◆ Written request 1: Using the distributed Deepwalk page, restate the part that begins at the words "We adopt PaddlePaddle" and stops after "and model trainers.", switching "parameter servers" to "PS nodes" throughout.
◆ Written request 2: Check each statement against the distributed Deepwalk page. Answer yes or no for each, and quote the page's deciding words exactly. (a) By default, the setup has 2 pservers and 2 trainers. (b) The page requires paddlepaddle version 2.0 or newer. (c) The hyperparameter lr means learning rate.

◆ Passage to read:
Distributed Deepwalk in PGL

Deepwalk is an algorithmic framework for representational learning on graphs. Given any graph, it can learn continuous feature representations for the nodes, which can then be used for various downstream machine learning tasks. Based on PGL, we reproduce distributed deepwalk algorithms and reach the same level of indicators as the paper.

Datasets

The datasets contain two networks: BlogCatalog.

Dependencies

  • paddlepaddle>=1.6

  • pgl>=1.0

How to run

We adopt PaddlePaddle Fleet as our distributed training frameworks pgl_deepwalk.cfg is config file for deepwalk hyperparameter and local_config is a config file for parameter servers. By default, we have 2 pservers and 2 trainers. We can use paddle.distributed.launch_ps to help you startup the parameter servers and model trainers.

For examples, train deepwalk in distributed mode on BlogCataLog dataset.

# train deepwalk in distributed mode.
python3 -m paddle.distributed.launch_ps --worker_num 2 --server_num 2 cluster_train.py

# multiclass task example
python3 multi_class.py --use_cuda --ckpt_path ./model_path/4029 --epoch 1000

Hyperparameters

  • dataset: The citation dataset “BlogCatalog”.

  • hidden_size: Hidden size of the embedding.

  • lr: Learning rate.

  • neg_num: Number of negative samples.

  • epoch: Number of training epoch.

Experiment results

Dataset

model

Task

Metric

PGL Result

Reported Result

BlogCatalog

distributed deepwalk

multi-label classification

MacroF1

0.233

0.211

◆ Data extract:
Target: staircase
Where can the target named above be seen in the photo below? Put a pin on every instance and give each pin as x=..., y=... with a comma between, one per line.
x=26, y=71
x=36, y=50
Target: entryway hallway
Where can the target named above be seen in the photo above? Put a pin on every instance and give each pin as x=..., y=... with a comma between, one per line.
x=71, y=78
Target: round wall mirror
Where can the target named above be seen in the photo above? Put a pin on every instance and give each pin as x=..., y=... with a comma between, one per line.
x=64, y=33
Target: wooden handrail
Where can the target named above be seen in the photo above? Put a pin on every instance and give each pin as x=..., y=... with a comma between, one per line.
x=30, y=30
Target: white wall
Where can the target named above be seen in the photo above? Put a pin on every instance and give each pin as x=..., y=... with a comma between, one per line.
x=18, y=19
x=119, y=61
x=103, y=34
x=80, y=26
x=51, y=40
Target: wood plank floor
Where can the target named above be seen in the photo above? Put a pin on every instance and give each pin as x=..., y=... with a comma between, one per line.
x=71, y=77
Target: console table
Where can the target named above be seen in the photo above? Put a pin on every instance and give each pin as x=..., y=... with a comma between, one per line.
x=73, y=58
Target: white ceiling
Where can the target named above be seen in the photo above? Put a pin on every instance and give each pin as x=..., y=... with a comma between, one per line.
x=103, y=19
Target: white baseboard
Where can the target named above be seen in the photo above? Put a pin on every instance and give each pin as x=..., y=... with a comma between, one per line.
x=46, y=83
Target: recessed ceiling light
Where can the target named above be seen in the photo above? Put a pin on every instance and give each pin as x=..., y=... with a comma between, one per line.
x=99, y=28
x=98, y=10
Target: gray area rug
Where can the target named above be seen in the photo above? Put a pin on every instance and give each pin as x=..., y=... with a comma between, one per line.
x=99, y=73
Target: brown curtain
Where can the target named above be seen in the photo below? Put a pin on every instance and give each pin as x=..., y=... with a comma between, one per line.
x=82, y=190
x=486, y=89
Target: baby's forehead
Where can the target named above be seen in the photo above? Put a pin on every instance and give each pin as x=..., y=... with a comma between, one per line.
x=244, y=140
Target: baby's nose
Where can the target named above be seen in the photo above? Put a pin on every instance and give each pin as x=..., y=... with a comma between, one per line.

◆ Correct response 1:
We adopt PaddlePaddle Fleet as our distributed training frameworks pgl_deepwalk.cfg is config file for deepwalk hyperparameter and local_config is a config file for PS nodes. By default, we have 2 pservers and 2 trainers. We can use paddle.distributed.launch_ps to help you startup the PS nodes and model trainers.

◆ Correct response 2:
(a) Yes: "By default, we have 2 pservers and 2 trainers."
(b) No: "paddlepaddle>=1.6"
(c) Yes: "lr: Learning rate."